====== Source material

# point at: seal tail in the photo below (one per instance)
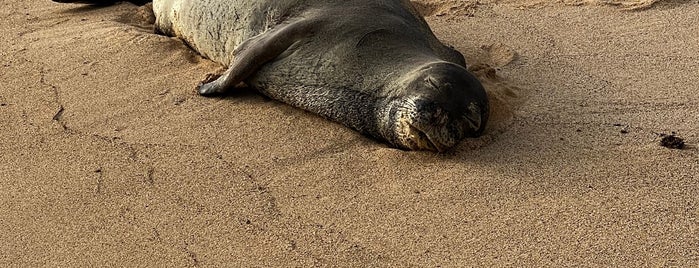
(101, 2)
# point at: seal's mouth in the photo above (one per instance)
(437, 130)
(423, 141)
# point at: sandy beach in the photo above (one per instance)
(108, 157)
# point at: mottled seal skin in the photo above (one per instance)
(372, 65)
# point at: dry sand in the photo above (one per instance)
(109, 158)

============

### The task
Rewrite the listing above as a numbered list with one line per item, omitting any blank lines and leaving out the picture.

### Task response
1. # point at: seal tail in the photo below (one per instance)
2. (101, 2)
3. # point at: seal's mouth in the photo above (one per instance)
4. (437, 130)
5. (423, 141)
6. # point at: sandy beach in the photo above (one per instance)
7. (108, 157)
8. # point at: mottled seal skin in the photo above (one per instance)
9. (372, 65)
10. # point at: dry sand in the photo above (one per instance)
11. (109, 158)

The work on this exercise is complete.